═════ INFORMATION GIVEN ═════

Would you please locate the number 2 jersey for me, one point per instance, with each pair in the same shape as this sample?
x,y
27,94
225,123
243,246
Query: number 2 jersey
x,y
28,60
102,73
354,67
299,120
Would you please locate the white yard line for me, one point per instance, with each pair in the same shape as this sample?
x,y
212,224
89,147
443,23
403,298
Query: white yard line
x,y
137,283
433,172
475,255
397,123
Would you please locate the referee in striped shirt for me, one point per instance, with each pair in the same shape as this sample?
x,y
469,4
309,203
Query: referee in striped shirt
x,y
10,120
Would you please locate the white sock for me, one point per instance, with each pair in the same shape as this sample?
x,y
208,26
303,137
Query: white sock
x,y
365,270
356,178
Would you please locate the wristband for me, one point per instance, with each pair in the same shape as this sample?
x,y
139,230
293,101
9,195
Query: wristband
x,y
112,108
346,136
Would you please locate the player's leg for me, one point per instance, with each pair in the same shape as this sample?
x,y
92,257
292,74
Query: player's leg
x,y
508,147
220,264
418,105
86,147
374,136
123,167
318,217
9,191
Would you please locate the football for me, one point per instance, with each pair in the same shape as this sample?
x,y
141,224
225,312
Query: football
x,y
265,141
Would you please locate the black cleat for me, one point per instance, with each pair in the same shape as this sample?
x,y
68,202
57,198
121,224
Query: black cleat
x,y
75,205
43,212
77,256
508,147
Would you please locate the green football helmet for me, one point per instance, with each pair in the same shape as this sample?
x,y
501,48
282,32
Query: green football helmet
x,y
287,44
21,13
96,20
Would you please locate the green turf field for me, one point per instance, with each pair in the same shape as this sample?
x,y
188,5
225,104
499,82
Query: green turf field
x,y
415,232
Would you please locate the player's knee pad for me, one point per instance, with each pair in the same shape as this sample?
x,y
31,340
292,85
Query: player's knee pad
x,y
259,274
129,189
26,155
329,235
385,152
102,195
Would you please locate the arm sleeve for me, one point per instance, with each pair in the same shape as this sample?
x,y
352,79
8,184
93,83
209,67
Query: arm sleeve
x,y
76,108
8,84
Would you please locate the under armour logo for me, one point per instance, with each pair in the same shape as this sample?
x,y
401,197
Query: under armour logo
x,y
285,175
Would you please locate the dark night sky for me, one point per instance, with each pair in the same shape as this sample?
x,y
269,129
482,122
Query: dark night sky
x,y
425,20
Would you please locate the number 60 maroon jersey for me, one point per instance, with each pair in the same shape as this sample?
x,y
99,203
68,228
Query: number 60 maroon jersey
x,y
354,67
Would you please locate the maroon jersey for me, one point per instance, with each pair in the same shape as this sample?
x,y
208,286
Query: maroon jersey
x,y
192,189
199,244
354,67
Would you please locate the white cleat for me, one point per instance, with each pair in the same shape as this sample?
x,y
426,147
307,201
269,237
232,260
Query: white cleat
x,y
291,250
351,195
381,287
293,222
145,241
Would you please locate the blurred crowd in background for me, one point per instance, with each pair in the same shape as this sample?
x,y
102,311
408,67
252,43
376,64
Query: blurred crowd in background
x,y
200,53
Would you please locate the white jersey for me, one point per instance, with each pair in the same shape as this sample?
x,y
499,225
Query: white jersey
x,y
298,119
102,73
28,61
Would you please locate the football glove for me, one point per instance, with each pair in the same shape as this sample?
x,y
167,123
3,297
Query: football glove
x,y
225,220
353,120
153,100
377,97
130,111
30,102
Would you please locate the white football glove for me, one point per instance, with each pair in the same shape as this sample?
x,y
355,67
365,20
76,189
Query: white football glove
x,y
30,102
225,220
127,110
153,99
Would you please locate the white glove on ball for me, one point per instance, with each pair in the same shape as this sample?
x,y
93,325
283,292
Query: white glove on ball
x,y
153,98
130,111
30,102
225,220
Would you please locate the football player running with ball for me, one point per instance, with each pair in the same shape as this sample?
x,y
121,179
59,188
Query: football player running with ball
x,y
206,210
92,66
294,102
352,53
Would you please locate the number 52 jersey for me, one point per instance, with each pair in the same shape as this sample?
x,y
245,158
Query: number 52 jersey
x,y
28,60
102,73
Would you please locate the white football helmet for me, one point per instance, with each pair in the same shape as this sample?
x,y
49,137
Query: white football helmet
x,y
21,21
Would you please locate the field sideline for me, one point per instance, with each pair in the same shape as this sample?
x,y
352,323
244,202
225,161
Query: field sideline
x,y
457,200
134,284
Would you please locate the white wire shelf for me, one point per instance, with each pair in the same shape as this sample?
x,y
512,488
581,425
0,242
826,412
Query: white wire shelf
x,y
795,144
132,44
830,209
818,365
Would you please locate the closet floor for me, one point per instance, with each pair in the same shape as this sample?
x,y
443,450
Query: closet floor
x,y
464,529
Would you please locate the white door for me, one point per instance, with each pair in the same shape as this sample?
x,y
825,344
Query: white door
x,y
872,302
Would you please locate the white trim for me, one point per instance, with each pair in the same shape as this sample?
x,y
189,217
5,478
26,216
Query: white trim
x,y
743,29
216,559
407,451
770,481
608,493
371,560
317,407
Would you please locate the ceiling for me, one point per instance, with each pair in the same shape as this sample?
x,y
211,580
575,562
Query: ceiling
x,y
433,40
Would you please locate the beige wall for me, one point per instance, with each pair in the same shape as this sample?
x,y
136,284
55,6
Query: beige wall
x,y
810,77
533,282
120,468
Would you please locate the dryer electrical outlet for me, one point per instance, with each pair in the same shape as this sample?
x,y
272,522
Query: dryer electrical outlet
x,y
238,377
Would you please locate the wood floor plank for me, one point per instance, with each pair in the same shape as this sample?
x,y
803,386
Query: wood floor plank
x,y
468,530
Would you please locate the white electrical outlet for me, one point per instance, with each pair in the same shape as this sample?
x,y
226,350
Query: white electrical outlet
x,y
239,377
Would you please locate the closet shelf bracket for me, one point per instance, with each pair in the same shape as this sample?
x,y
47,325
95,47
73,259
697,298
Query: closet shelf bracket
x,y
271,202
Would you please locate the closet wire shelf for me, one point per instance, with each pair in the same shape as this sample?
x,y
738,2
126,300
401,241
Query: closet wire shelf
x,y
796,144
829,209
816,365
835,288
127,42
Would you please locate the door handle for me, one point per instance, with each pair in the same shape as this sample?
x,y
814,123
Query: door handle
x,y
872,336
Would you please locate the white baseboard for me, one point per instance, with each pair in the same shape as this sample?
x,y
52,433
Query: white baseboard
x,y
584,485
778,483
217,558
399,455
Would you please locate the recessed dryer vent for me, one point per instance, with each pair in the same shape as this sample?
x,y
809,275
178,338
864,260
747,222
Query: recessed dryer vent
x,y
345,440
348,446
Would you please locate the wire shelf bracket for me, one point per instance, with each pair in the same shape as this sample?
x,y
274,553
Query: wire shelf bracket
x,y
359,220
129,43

═════

* _TASK BRIEF_
Reproduce the records above with every character intact.

* _PROBLEM SOLUTION_
Would you please locate the number 2 jersey for me, one point per instance, with each pair in the same shape as this sample?
x,y
27,94
225,123
243,246
Query: number 2 jersey
x,y
28,60
102,73
354,67
299,120
Would you please locate the white yard line for me, one point per instance, with each pair in the same shape as this sample?
x,y
212,224
89,147
443,23
403,298
Query: white yard line
x,y
137,283
433,172
475,255
397,123
Would you please locate the referee in striped shirt for me, one point per instance, with each pair in the same shape as this sample?
x,y
469,4
309,203
Query: referee in striped shirt
x,y
10,120
Would you please locate the white sock for me, one point per instance, with each pair in the same shape as this sample?
x,y
208,26
303,137
Query: white sock
x,y
365,270
356,178
Would you please locate the wristband for me, one point per instance, with each pair in the same shape as this sample?
x,y
139,230
293,101
9,195
Query: wristband
x,y
112,108
346,136
Would you please locate the player's leg for me, one point per instance, with each pair in the same shape as this sample?
x,y
92,257
292,74
Query: player's leg
x,y
508,147
220,264
418,105
86,147
374,136
123,167
318,217
9,191
Would you please locate the football for me, one point per instance, with each pair in the same shape as this sample?
x,y
141,224
225,312
Query: football
x,y
265,141
Would you please locate the black cleat for me, one point per instance, with each pair in the same shape as this sample?
x,y
68,202
57,198
121,224
Query: black cleat
x,y
75,205
43,212
77,256
508,147
Would you please locate the green football helmet for me, one point per instance, with each pair in the same shape as this sample?
x,y
501,48
282,32
Query: green football helmet
x,y
287,44
21,13
96,20
Would you please locate the green turf field for me, one point per instance, with each pair in the same shape as this sample?
x,y
188,5
225,104
499,82
Query: green turf field
x,y
415,232
Would you please locate the player's knee pad for me, one point per instance, with each pair in the same shape as this sample?
x,y
31,340
292,85
Query: player's knee pad
x,y
259,274
129,189
26,155
329,235
385,152
102,195
Would you please locate the arm sleeve for me, one point per instance, with each pair in the same shape as this sample?
x,y
352,79
8,184
93,83
209,67
Query: arm sleeve
x,y
76,108
8,84
Would you please locate the under armour logo for me, one point per instance, with each pair in the same shape as this sample?
x,y
401,197
Query: under armour logo
x,y
285,175
Would you please locate the dark night sky for me, one point per instance, with each pair in the same shape as this sample?
x,y
269,129
482,122
Query: dark night sky
x,y
425,20
Would you please locate the number 60 maroon jersey for me, one point per instance, with each pair in the same shape as this sample?
x,y
99,203
68,228
Query: number 60 maroon jersey
x,y
354,67
Would you please locate the maroon jersey for me, one point per instance, with each pair in the same shape as this sample?
x,y
208,286
Query: maroon jersey
x,y
192,189
199,244
354,67
Would you please locate the white cleat for me, one point per instance, with each pair in the same shape as this sample?
x,y
426,147
307,201
269,237
232,260
Query: white cleat
x,y
291,250
351,195
381,287
293,222
145,241
Would you please locate the blurred crowd in background for me, one point per instance, with each pair in the same shape as this sample?
x,y
102,311
408,67
252,43
376,64
Query: blurred crowd in background
x,y
200,53
Would you please locate the white jersey for me, one point per instance, with each pair in the same shape as this sample?
x,y
499,225
Query: white jersey
x,y
298,119
102,73
28,61
Would you please locate the football glove for me, one point per instance, with each pair in the same shape as this sample?
x,y
167,123
3,297
Query: football glove
x,y
225,220
353,120
153,100
377,97
130,111
30,102
Would you please locate the white football glove for me, one point per instance, with each pair in the same shape as this sample?
x,y
355,67
365,20
76,189
Query: white football glove
x,y
30,102
225,220
127,110
153,99
Would you please locate the white glove on ball for me, one point per instance, with each pair in the same shape as this sample?
x,y
93,325
283,292
Query: white glove on ball
x,y
153,98
130,111
30,102
225,220
Would you please locate the football player running with ball for me, one point per instance, with each pair in the same shape as this sample?
x,y
121,179
59,188
Query: football player running with ball
x,y
206,210
92,66
294,102
352,53
Would you please locate the number 52 jersey for me, one point per instance, with each pair in the same shape as this sample?
x,y
245,158
Query: number 52 jersey
x,y
28,60
102,73
Would you please locate the white football helmet for me, one point per instance, with each pair in the same shape as this sample?
x,y
49,137
Query: white football helmet
x,y
21,21
Would you please locate the field sideline for me, one point per instance, with each pair in the same shape as this sample?
x,y
352,323
244,202
225,161
Query: field sideline
x,y
457,200
134,284
Would you please locate the white wire shelf for me, one point per instance, with each pair in the same shape as this sample?
x,y
512,488
581,425
0,242
826,412
Query: white wire shelf
x,y
795,144
132,44
830,209
818,365
Would you please locate the closet floor for me, one point per instance, with each pair in the same shape as this sample?
x,y
443,450
Query: closet floor
x,y
464,529
Would you please locate the white door for me, one point per instance, with each pair in the same shape as this sample?
x,y
825,344
Query: white door
x,y
872,302
Would you please locate the white trim for me, one point per instance, with each pair in the same shape as this sample?
x,y
189,217
5,478
26,216
Query: white trim
x,y
743,29
216,559
407,451
770,481
608,493
371,560
317,407
Would you please locate the ceiling for me, one point per instance, with each pair in the same shape as this sample?
x,y
211,580
575,562
Query: ceiling
x,y
433,40
Would you please locate the beige wall for me, one point per instance, with each pair in the same shape as this sample?
x,y
136,284
55,6
Query: beige wall
x,y
810,77
533,282
120,468
Would you please locate the dryer electrical outlet for me, one point per instance, with each pair in the same shape as this sample?
x,y
272,522
Query: dryer electrical outlet
x,y
238,377
Would you please locate the wood floor plank for me, one point per instance, with each pair in the same shape as this sample?
x,y
803,386
Query: wood floor plank
x,y
468,530
Would you please locate the white electrical outlet for me, one point per instance, with each pair in the same shape as this sample?
x,y
226,350
Query: white electrical outlet
x,y
239,377
Would you please locate the closet shelf bracket for me, one point per instance, with each pair in the same shape as this sample?
x,y
47,325
95,47
73,259
697,298
Query: closet shelf bracket
x,y
271,202
Would you please locate the closet wire shelf for me, one point per instance, with each pair in the same shape as this sample?
x,y
738,2
126,300
401,241
Query: closet wire shelf
x,y
796,144
829,209
816,365
835,288
127,42
Would you please locate the door handle for me, one point per instance, with each pair in the same shape as this sample?
x,y
814,123
Query: door handle
x,y
872,336
Would you please locate the white baseboard for me, one point per instance, with each pair in the same shape as this sample?
x,y
52,433
Query: white baseboard
x,y
584,485
778,483
217,558
399,455
Would you please locate the recessed dryer vent for me, one point per instance, with each pair in the same shape as this sample?
x,y
809,275
178,338
864,260
747,222
Query: recessed dryer vent
x,y
345,440
348,446
Would you please locate the wire shelf bracket for me, one point per instance, with each pair in the same shape as this sample?
x,y
274,553
Query: wire shelf bracket
x,y
359,220
129,43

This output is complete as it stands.